_Work instructions_
Extract each line of the data that contains the word "black".

_Records provided_
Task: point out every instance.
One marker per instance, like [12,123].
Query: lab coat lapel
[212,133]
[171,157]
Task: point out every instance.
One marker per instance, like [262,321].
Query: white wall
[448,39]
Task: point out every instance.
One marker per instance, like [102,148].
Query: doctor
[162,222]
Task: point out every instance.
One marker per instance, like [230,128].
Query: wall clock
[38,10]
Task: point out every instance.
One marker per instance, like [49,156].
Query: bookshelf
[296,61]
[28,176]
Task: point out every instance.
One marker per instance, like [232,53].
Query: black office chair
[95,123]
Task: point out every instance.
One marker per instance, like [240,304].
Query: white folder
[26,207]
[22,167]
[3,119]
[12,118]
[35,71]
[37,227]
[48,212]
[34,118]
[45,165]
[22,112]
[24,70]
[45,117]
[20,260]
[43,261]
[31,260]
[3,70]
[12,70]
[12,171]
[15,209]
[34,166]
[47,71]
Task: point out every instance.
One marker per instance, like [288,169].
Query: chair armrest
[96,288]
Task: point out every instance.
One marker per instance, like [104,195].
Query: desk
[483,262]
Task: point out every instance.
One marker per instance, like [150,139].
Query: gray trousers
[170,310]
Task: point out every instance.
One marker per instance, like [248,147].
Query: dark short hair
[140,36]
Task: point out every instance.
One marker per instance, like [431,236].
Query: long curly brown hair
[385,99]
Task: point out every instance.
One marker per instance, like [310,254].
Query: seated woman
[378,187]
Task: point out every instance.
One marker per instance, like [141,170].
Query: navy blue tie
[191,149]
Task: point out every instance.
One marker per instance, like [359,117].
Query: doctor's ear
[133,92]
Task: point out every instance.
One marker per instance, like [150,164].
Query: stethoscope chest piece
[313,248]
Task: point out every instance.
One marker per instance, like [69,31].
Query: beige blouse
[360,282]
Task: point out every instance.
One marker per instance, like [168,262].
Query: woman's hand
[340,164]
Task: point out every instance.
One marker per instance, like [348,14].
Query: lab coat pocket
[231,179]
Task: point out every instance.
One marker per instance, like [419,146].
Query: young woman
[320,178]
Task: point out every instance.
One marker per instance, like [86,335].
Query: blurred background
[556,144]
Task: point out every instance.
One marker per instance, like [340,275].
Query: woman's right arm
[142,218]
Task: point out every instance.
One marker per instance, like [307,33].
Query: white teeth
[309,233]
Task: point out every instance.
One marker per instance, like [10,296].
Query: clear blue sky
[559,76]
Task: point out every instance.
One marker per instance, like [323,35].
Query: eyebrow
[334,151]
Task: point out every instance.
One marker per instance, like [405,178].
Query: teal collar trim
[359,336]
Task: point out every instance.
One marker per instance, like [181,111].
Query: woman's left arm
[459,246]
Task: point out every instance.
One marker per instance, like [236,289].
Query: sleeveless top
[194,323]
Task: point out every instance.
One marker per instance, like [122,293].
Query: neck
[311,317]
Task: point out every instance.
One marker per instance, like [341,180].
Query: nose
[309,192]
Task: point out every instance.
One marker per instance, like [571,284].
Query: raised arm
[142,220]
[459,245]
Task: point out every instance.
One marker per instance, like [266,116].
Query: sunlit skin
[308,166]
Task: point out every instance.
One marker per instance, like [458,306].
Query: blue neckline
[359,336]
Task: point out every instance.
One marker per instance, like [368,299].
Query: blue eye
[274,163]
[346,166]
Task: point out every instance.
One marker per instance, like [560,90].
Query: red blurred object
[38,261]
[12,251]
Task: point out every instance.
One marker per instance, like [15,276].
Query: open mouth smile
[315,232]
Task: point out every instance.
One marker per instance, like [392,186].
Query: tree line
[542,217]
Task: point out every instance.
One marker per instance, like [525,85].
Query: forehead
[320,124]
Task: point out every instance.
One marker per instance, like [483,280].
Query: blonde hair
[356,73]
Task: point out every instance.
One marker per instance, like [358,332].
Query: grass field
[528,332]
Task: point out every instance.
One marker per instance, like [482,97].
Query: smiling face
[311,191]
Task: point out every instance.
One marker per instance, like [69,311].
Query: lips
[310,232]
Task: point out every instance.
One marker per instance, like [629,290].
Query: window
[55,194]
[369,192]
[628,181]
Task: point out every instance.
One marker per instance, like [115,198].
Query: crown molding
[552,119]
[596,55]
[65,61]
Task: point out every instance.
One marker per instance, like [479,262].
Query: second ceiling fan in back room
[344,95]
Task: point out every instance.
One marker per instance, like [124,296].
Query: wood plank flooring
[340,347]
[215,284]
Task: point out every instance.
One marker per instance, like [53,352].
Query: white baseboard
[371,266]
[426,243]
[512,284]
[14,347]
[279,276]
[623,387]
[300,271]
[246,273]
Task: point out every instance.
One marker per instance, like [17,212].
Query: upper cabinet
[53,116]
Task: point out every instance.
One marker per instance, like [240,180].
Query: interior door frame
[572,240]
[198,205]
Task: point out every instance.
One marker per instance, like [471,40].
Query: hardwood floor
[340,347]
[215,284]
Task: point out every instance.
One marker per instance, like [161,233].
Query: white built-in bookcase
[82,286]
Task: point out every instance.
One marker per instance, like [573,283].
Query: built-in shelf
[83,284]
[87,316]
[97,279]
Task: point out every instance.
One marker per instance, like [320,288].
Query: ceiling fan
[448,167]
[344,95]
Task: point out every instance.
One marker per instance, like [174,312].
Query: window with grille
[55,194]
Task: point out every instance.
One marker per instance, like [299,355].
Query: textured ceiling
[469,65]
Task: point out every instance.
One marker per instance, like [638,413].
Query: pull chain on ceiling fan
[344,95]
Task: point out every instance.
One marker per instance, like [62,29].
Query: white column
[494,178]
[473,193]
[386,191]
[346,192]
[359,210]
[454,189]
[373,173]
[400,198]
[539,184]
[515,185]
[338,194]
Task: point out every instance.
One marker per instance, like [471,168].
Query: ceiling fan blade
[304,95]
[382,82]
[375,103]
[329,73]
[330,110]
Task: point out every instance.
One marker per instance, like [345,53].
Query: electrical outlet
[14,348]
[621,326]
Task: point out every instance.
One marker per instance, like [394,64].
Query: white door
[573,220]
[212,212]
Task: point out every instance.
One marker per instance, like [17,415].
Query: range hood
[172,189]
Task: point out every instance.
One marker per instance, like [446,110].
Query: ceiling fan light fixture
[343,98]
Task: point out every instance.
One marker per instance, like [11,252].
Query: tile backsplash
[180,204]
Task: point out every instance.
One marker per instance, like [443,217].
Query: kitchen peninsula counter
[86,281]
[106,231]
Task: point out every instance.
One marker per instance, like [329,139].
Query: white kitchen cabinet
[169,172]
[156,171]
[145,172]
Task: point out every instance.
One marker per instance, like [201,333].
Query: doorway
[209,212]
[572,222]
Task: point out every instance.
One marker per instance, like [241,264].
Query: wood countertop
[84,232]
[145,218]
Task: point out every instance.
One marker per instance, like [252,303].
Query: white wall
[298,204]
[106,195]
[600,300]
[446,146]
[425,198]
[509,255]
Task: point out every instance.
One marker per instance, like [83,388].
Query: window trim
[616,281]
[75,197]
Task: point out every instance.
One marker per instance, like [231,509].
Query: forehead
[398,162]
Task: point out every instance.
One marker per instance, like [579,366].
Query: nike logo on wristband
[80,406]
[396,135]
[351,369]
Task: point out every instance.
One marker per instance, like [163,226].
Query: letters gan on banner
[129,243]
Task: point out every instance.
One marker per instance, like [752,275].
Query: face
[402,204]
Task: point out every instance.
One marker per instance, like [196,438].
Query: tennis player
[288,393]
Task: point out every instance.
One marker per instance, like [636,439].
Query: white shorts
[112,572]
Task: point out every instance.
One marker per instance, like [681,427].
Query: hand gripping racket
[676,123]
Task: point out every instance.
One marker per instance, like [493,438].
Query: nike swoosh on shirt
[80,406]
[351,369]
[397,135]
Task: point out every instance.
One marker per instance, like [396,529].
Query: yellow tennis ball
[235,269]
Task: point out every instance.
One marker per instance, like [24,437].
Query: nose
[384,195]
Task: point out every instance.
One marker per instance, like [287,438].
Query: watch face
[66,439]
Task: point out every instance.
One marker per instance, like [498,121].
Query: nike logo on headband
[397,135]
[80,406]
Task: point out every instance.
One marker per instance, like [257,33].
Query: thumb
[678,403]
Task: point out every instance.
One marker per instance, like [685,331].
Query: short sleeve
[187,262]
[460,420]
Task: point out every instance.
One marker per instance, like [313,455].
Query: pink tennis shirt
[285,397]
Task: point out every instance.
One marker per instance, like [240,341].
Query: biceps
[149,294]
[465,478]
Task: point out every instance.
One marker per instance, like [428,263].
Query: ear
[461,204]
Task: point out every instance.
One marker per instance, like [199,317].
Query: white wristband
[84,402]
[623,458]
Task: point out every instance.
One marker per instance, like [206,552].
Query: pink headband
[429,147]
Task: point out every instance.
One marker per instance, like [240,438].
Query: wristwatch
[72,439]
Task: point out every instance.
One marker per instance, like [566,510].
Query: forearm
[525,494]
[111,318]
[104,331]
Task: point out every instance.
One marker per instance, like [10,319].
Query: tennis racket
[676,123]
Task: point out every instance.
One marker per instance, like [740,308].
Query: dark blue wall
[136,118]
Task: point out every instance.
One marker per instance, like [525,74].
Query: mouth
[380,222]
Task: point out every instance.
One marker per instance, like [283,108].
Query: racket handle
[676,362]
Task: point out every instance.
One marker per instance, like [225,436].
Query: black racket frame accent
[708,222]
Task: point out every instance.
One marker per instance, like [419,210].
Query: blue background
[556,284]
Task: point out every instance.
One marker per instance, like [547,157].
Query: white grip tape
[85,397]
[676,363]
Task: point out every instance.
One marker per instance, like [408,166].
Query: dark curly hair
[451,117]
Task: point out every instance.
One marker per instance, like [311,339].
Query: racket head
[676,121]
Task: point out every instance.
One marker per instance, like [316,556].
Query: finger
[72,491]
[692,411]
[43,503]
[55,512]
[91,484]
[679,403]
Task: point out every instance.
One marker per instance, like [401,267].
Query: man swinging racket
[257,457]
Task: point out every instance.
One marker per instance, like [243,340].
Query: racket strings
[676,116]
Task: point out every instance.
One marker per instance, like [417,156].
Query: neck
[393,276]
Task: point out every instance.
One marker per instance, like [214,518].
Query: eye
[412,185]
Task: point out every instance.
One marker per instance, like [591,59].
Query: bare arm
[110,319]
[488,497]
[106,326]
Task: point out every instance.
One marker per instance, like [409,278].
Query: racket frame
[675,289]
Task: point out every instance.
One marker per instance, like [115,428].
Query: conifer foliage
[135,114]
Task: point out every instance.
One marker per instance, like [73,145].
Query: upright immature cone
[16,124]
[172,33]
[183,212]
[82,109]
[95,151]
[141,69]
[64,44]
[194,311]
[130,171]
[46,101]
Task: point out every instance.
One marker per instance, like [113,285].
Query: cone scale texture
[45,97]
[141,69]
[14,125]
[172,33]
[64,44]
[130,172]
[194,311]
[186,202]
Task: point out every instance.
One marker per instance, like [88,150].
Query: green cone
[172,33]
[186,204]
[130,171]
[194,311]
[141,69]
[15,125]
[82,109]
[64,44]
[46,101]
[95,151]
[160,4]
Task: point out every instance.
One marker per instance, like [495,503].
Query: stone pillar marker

_Response to the task_
Query: black office chair
Query: black racket frame accent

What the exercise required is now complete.